## What you have to do
Collect every line below that contains the string "Target".

## Task inputs

>> Begin

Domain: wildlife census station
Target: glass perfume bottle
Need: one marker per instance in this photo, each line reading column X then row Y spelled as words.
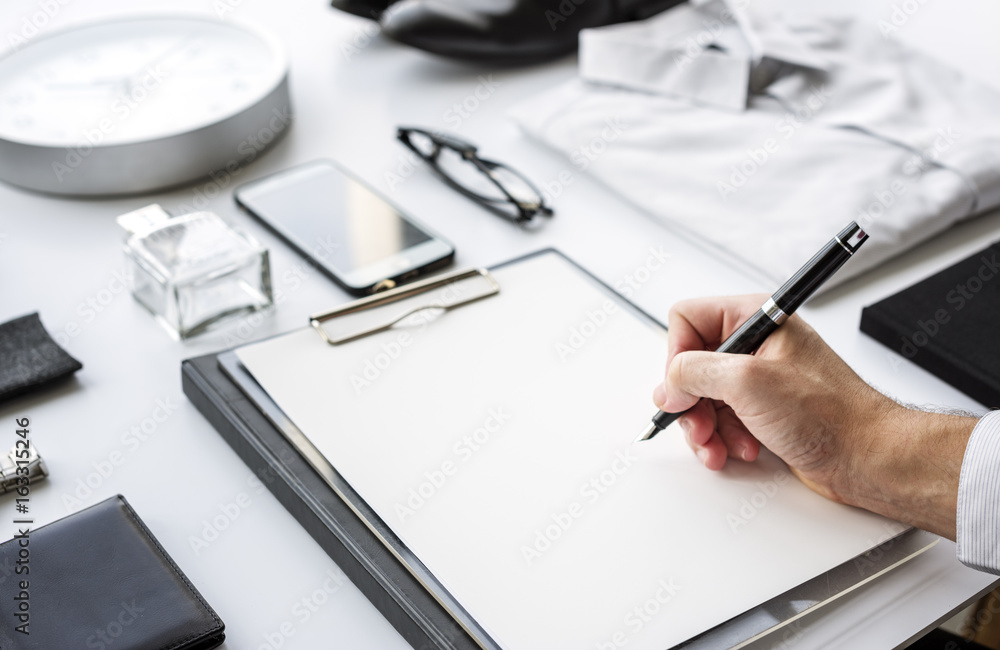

>> End
>> Begin

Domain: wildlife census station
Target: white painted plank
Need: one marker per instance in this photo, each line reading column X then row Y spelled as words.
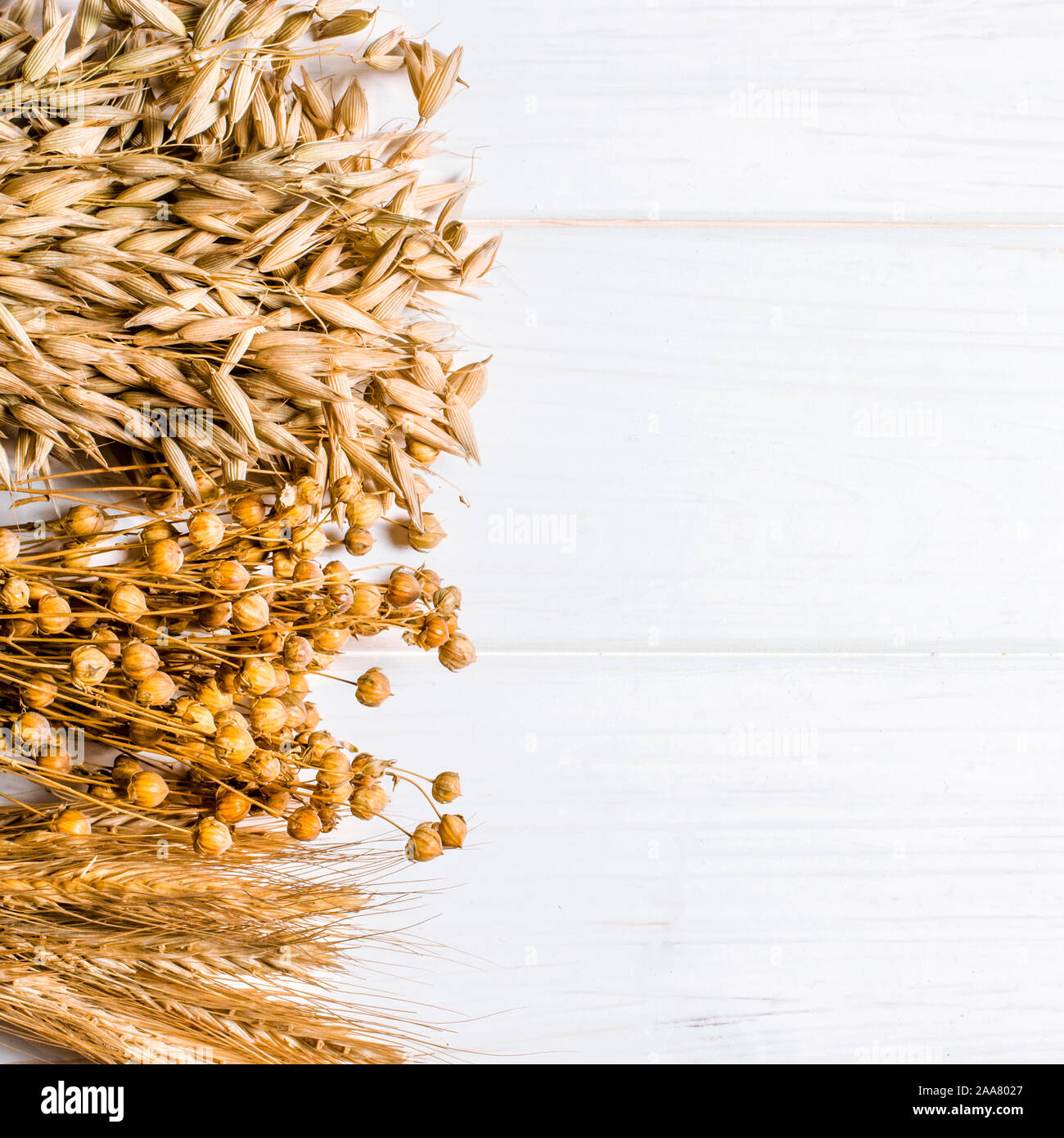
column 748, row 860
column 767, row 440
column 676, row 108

>> End

## Full answer
Target: glass perfume bottle
Target: white painted plank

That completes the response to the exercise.